In almost any mass shooting involving an assault-style weapon in this country, there are varying levels of moral culpability. The first and most obvious is the culpability of the shooter himself (they are almost always men), who consciously chooses to make use of that weapon for its intended purpose by killing one, two, or sometimes scores of human beings. His culpability is not only moral, but legal, and as a result, he is the one who faces consequences for his actions.
The second, more indirect culpability is shared by the manufacturer and seller of the weapon itself. These parties, of course, argue that they are not culpable at all—that they, in fact, are simply taking advantage of the laws as they are written—and bear no responsibility when their products are used as intended (to kill people). Because, in most cases, they cannot legally be held liable, they indignantly insist that they bear no moral culpability for such shootings.
The third morally culpable party is the legal structure or system that permits those sellers and manufacturers to sell their lethal products more or less with impunity, i.e., without fear of reprisal, legal restrictions, or consequences. At the pinnacle of that legal framework sits the conservative majority currently dominating the United States Supreme Court. They, in turn, wash their hands of any culpability whatsoever, pointing to the Constitution, which they have deliberately interpreted as permitting the manufacture and sale of these weapons in the first place: an artful dodge that also eliminates any responsibility (at least in a legal sense) for the manufacturers and sellers of those same weapons. The fact that individuals on the court owe their positions in large part to the lobby that represents such sellers and manufacturers is seen as beside the point.

^^^^^^^^^^^^^^^^

SET TASK 1 → Restate the passage on mass-shooting culpability from "In almost any" up to and including "for his actions.", replacing "culpability" with "responsibility".
SET TASK 2 → Put every line of the rows below into a JSON list of strings, one string per line, with blank lines left out. Leave the pictures out of the answer.

^^^^^^^^^^^^^^^^

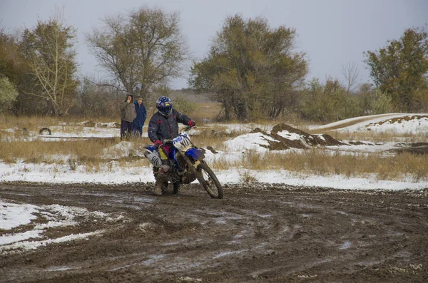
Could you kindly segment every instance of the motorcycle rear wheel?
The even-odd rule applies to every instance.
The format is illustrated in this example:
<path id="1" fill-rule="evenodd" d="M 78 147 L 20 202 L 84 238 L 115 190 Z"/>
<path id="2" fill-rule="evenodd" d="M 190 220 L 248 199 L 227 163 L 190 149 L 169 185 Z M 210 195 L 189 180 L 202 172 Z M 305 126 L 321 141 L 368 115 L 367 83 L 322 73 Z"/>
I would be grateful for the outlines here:
<path id="1" fill-rule="evenodd" d="M 202 162 L 198 165 L 196 178 L 211 197 L 223 198 L 223 187 L 220 182 L 218 182 L 215 174 L 214 174 L 207 163 Z"/>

^^^^^^^^^^^^^^^^

CORRECT OUTPUT 1 →
In almost any mass shooting involving an assault-style weapon in this country, there are varying levels of moral responsibility. The first and most obvious is the responsibility of the shooter himself (they are almost always men), who consciously chooses to make use of that weapon for its intended purpose by killing one, two, or sometimes scores of human beings. His responsibility is not only moral, but legal, and as a result, he is the one who faces consequences for his actions.

CORRECT OUTPUT 2 →
[
  "Could you kindly segment every instance of the motorcycle rear wheel?",
  "The even-odd rule applies to every instance.",
  "The format is illustrated in this example:",
  "<path id=\"1\" fill-rule=\"evenodd\" d=\"M 78 147 L 20 202 L 84 238 L 115 190 Z\"/>",
  "<path id=\"2\" fill-rule=\"evenodd\" d=\"M 190 220 L 248 199 L 227 163 L 190 149 L 169 185 Z M 210 195 L 189 180 L 202 172 Z M 305 126 L 321 141 L 368 115 L 367 83 L 322 73 Z\"/>",
  "I would be grateful for the outlines here:",
  "<path id=\"1\" fill-rule=\"evenodd\" d=\"M 202 162 L 198 165 L 196 178 L 211 197 L 223 198 L 223 187 L 220 182 L 218 182 L 215 174 L 214 174 L 207 163 Z\"/>"
]